**Zu erledigen A**: Wie viele Wochen pro Jahr verbrachte die schreibende Person laut dem Bericht über ihre Kindheit bis zum 15. Lebensjahr durchschnittlich im Krankenhaus?
**Zu erledigen B**: Führe den Bericht über die Kindheit mit Gips, Schiene und Krankenhausaufenthalten nach seinem letzten Satz weiter.

Ich war einen Tag alt, als ich das erste Mal am Bein in Gips gelegt wurde. So verstrich eine Zeit bis man mich operierte. Erschwert war dieser Zustand durch eine spastische Bronchitis.
Meine Eltern waren hierüber sehr betroffen, wussten sich in der Situation aber auch keinen Rat, als den Ihnen erteilten Empfehlungen nachzukommen.
Als ich ein Jahr alt war, verunglückte mein Vater tödlich, so dass fortan meine Mutter in diesem gesellschaftlichen Umraum zunächst alleine mit mir dastand. - eine ganz schreckliche Situation , die bis an Grenzen ihrer Belastbarkeit ging.
Bis zum 13. Lebensjahr musste ich sofern ich nicht gerade in Gips gelegt war, ständig eine Schiene tragen. hiernach schrecklich aussehende orthopädische Schuhe.
Meine Krankenhausaufenthalte häuften sich. Bis zu meinem 15.Lebensjahr war ich durchschnittlich ca. 10 Wochen pro Jahr im Krankenhaus.

[Gespeicherte Datensätze]
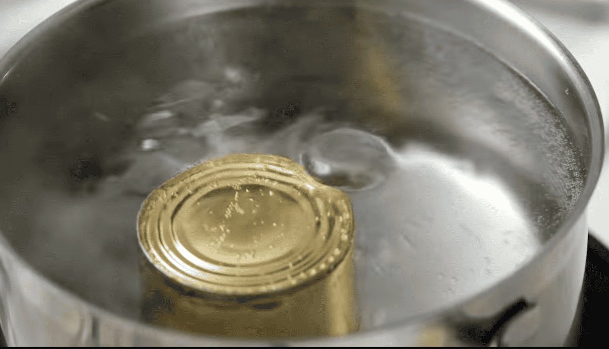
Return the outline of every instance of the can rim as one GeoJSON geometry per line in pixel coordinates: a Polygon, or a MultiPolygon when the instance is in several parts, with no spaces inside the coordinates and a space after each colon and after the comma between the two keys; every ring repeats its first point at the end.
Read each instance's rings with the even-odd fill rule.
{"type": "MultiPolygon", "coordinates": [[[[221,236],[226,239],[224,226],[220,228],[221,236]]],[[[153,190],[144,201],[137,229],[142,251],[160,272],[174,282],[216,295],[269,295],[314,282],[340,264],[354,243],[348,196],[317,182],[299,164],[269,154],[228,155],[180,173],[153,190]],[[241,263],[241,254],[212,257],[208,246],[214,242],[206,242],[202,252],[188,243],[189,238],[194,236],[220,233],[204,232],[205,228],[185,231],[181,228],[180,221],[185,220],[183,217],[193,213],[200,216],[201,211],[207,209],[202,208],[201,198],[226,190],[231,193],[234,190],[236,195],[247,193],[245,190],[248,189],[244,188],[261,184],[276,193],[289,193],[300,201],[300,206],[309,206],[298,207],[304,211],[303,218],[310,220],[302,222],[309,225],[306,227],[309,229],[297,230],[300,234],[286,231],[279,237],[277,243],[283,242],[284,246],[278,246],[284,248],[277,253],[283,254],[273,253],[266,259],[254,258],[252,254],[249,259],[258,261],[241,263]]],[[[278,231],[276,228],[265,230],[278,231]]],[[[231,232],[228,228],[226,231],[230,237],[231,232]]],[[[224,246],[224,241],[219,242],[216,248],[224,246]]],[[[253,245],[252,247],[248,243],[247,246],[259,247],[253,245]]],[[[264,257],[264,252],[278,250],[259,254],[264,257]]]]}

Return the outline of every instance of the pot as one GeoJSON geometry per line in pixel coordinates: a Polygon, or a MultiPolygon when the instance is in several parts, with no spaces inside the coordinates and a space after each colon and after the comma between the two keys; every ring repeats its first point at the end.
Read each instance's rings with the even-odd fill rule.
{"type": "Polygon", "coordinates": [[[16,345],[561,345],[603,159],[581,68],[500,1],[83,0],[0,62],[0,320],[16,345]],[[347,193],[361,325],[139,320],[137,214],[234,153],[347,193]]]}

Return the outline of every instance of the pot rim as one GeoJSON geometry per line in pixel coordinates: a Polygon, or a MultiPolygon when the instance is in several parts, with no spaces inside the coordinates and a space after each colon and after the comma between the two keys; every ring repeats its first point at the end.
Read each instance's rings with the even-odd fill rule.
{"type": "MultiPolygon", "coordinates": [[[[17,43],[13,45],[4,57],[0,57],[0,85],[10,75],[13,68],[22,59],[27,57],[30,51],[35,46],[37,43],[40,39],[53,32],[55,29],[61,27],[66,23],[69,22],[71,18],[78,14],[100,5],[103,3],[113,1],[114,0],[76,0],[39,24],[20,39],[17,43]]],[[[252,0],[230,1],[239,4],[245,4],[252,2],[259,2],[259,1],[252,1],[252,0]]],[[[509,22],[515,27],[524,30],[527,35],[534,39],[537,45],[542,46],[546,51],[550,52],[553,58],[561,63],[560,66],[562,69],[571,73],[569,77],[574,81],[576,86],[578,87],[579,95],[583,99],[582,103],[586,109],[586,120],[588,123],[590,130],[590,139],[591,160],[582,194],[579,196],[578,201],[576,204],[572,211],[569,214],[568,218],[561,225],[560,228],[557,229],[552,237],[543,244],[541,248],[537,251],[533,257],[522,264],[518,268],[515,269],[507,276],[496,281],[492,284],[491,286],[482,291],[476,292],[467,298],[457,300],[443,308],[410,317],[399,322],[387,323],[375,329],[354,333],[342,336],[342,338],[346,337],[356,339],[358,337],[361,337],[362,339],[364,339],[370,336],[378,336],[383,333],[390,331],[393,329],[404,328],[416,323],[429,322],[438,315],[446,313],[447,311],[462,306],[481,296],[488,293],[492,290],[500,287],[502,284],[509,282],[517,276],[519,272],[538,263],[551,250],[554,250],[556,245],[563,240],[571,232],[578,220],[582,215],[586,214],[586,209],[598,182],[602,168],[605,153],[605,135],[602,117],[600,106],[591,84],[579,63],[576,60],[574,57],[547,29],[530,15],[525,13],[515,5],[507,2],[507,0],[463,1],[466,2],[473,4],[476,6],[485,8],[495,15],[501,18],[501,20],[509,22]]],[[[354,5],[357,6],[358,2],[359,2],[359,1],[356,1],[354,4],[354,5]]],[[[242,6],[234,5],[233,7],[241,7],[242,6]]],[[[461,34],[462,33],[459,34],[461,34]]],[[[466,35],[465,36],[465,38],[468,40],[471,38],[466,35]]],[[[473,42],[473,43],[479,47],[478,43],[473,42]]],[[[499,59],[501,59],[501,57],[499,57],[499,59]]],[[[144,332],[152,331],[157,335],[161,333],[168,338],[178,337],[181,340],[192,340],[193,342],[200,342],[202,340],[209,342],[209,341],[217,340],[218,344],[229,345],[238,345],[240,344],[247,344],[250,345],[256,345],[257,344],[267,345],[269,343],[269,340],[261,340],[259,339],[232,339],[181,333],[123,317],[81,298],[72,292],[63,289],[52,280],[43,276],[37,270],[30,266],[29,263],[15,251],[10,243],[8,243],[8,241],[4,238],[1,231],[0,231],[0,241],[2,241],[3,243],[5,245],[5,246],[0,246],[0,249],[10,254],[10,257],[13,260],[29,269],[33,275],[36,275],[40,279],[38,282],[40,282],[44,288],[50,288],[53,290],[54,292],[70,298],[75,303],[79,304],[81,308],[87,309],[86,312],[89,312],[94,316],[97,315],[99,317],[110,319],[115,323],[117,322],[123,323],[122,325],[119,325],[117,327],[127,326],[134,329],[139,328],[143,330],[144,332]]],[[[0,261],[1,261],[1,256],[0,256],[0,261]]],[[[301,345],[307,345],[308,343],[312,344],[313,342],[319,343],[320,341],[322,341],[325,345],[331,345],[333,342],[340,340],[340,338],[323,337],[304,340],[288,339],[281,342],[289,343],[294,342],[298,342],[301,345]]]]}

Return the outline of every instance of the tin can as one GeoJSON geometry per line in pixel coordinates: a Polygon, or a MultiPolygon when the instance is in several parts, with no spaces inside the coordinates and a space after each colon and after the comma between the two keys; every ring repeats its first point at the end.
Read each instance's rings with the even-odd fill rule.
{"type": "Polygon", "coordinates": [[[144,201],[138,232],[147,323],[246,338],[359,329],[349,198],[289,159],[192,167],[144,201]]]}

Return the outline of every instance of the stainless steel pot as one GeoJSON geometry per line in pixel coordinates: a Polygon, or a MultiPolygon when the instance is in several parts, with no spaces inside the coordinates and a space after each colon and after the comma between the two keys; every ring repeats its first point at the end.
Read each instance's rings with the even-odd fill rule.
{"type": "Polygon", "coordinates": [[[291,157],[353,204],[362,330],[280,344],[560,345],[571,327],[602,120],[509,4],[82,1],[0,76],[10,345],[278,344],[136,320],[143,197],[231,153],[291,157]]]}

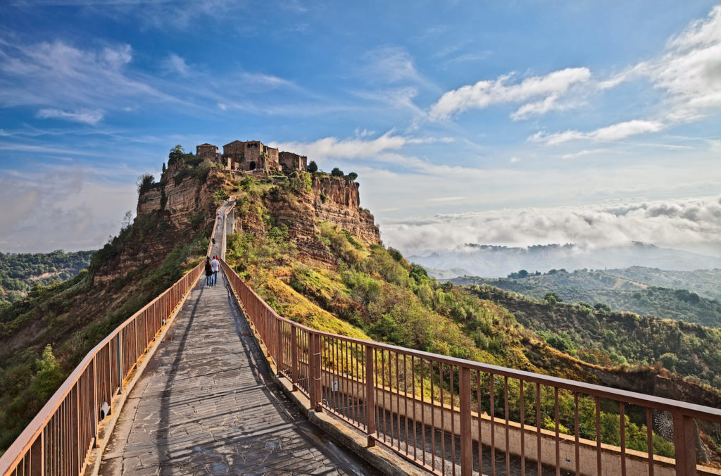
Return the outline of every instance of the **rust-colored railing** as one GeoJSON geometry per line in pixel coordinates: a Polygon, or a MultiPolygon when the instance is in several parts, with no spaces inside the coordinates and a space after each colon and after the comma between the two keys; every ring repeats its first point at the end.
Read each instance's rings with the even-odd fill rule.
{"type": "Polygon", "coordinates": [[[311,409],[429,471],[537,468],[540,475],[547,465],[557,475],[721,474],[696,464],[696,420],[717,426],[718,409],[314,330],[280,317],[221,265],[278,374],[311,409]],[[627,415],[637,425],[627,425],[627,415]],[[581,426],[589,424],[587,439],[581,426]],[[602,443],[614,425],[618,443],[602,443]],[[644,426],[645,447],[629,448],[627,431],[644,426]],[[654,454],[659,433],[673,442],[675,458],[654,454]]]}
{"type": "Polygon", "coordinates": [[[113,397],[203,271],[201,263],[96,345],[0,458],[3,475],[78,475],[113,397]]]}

**Erwartete Antwort A**: Durchschnittlich ca. 10 Wochen pro Jahr.

**Erwartete Antwort B**:
Alls ich dann 4 Jahre alt war, kam ich in Hamburg in die Greifschule – ein damals typisches „Zentrum“ für Behinderte – damit ich „mit meiner Behinderung umzugehen lerne.“
Meine Mutter heiratete wieder. Mein aus dieser Ehe stammender Halbbruder verstarb mit 3 Jahren.
Im Jahr 1966 wurde ich eingeschult – gleichfalls in eine Behindertenschule. Dies mit dem Argument, der Besuch einer normalen Schule sei wegen der häufigen Krankenhausaufenthalte nicht möglich.
Im Jahre 1980 war ich dann 3 in einem Berufsförderungswerk, in dem ich meine Lehre als Bekleidungsanfertigerin machte.
Meine Mutter ist vor 3 Jahren verstorben. Niemand kümmert sich um die Nöte der Conterganopfer. Man wird mit einer kleinen Rente abgespeist und alleine gelassen.
Wenn mich nicht vor 12 Jahren mein Lebbenspartner, trotz meiner 3 Kinder genommen hätte, wäre ich ich in einer ganz fürchterlichen Situation Denn ständig verschlimmert sich meine Lage. Spät-- und Folgeschäden treten ein:
Ich habe ab Hüfte abwärts insgesamt 30 Operationen hinter mir. Mein linkes Bein ist 11 cm. zu kurz, mein Fuß steif - kleiner als der rechte und meine Hände und Unterarme sind nicht wie sie sein sollten. An der rechten Hand fehlt der Daumen, der mir abgenommen wurde, wobei der Zeigefinger zum Daumen hergerichtet wurde. Überdies habe ich beiden Seiten Hüftschäden.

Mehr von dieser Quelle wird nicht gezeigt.